___ RECORDED DATA

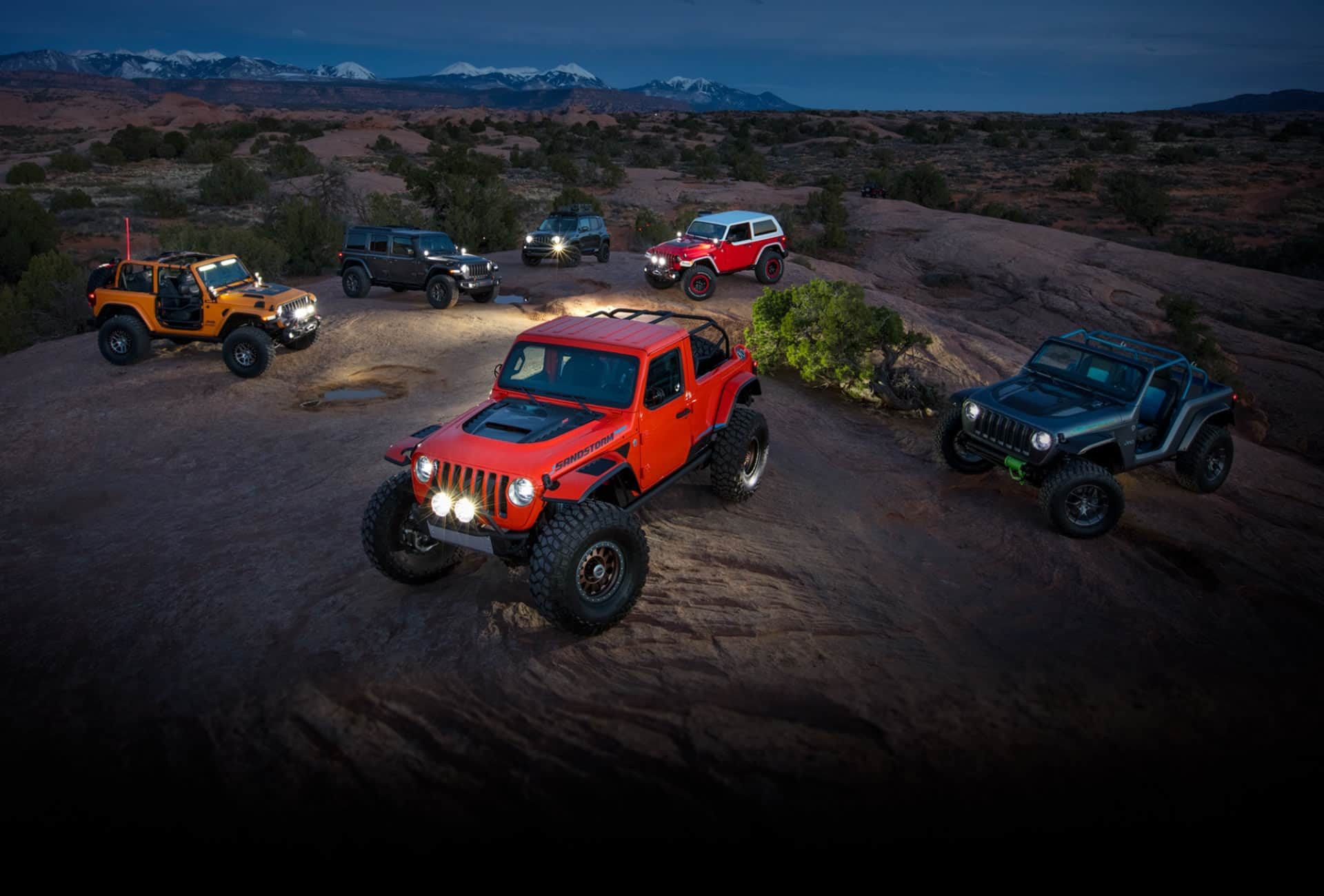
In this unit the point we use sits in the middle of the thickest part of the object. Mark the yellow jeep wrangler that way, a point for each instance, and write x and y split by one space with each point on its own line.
192 297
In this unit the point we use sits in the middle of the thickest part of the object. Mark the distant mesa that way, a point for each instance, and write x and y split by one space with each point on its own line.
1279 101
543 88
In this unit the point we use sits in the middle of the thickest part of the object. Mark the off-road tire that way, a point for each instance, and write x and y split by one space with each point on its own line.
383 522
558 568
699 282
355 282
1061 486
443 293
944 442
771 267
303 342
248 352
739 456
123 339
1200 467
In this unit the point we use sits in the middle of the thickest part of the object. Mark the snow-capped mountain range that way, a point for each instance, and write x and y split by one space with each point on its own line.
695 93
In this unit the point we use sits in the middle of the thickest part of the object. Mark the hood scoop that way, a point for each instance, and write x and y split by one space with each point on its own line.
525 421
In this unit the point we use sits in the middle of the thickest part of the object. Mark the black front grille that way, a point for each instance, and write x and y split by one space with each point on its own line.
1004 431
486 489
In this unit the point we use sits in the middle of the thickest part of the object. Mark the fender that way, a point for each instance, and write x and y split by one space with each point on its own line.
399 451
741 387
583 481
1218 414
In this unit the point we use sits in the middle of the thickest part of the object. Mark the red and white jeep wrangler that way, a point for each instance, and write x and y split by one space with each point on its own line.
718 244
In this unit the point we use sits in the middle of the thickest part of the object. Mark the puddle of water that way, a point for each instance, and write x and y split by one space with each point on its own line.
352 395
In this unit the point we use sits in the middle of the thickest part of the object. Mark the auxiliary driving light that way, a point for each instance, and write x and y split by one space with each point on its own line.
521 493
465 510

______

GOAL OF THE EXERCISE:
The records above are to be repeated exactly, with every picture removed from the copy.

SOLVED EXERCISE:
In this unit the point we use sits in the middle of the thickest part of the object. Mark the yellow jeep wrangler that way, a point for each instance, and write x and y split by one space with each point on its own line.
192 297
In this unit the point we use sits in the middle of the thickest part of the object. Mark the distant mesa that way, a point for each instance, and write x and y split by one space with each point on its own line.
1279 101
543 88
In this unit the point we use sits in the middle of the thickest part of the object. Mark the off-road tire that way, a point for each instance, and write x and y split by one space with each point on its own line.
383 522
558 568
699 282
355 282
1061 486
443 293
944 442
771 267
303 342
248 352
739 456
123 339
1200 467
In this unit the point we use sits in the middle of the thickest part of the object. Mark the snow-capped mountain range that way, a point for each instance, and write x and y split by one space with each point on its own line.
695 93
In this unit the point we use sits in the middle of the thickest part of the object. Mark the hood scoop that way, a point for each instance, and write x and y split by one space with each point on its own line.
525 421
In this unit the point we use sits in the middle of the thickest part of the object. Mark the black front grille that way, a point for each instance, and write x and y split by one space with each point on its own line.
1004 431
486 489
In this unit the point we use sits in the middle of the thickest part of the object. Mark the fender that way, a point for each instance, and write x and y split by one space with each point on its own line.
399 451
741 387
583 481
1218 414
In this unit the point we use sits in the middle of the thickest part of the object. Mark the red and white jeep wrangler that way, a point for each instance, and write x and y split by one space with each point on its own line.
718 244
In this unit the point we use sits in the middle of the thickest part of the object. Mark the puddle of water that way, a point for each instance, and write x and y split by one space with each point on its own line.
352 395
In this unit the point we use sits in the middle of the thickest part of the object. Mark the auxiliary driving light that way, a point for each instance, and write x and y split by one space with each point on its own line.
521 493
465 510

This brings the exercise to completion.